Copy the lines below that contain "horse".

(Segmentation mask data)

================

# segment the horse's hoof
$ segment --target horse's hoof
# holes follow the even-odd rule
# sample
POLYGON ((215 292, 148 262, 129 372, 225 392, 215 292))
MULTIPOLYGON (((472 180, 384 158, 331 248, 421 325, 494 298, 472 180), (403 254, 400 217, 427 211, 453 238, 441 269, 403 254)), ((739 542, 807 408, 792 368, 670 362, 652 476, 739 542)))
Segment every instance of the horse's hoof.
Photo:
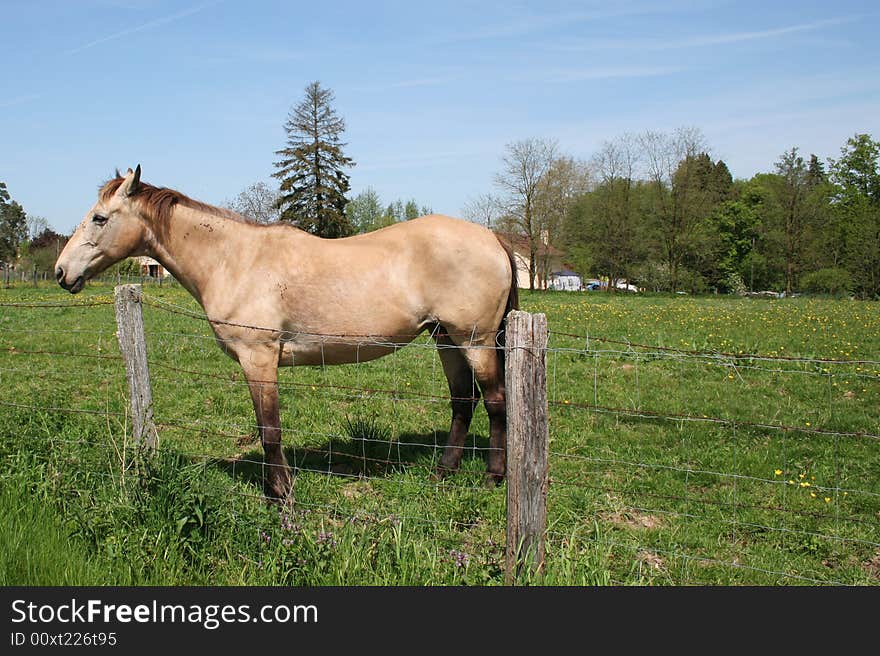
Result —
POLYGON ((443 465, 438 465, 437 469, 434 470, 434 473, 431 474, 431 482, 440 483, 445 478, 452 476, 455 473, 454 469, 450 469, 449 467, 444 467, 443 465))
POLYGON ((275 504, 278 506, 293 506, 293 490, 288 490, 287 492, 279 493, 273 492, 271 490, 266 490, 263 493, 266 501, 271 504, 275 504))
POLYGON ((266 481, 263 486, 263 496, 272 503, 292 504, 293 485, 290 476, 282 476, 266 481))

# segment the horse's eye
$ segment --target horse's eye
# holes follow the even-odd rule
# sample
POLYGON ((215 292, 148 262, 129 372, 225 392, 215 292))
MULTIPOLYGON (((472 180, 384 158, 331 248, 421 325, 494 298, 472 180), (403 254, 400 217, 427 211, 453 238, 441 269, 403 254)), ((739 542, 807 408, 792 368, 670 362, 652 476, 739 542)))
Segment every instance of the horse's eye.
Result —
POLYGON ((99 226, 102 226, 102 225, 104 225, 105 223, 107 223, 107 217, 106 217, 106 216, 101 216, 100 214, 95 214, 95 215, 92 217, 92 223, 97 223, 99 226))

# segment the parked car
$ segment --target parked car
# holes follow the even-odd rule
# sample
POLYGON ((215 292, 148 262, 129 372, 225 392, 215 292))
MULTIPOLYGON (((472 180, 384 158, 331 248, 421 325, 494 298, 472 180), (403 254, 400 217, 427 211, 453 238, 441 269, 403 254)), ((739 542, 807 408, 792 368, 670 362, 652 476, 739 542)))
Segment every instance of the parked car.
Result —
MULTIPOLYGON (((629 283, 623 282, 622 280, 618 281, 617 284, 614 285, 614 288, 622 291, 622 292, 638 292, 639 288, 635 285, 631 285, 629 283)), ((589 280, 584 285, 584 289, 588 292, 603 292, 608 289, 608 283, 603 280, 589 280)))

================

▸ **SOLVED EXERCISE**
# segment the horse's hoof
$ segment --target horse's hoof
Segment every instance of the horse's hoof.
# segment the horse's eye
$ segment --target horse's eye
Segment every instance of the horse's eye.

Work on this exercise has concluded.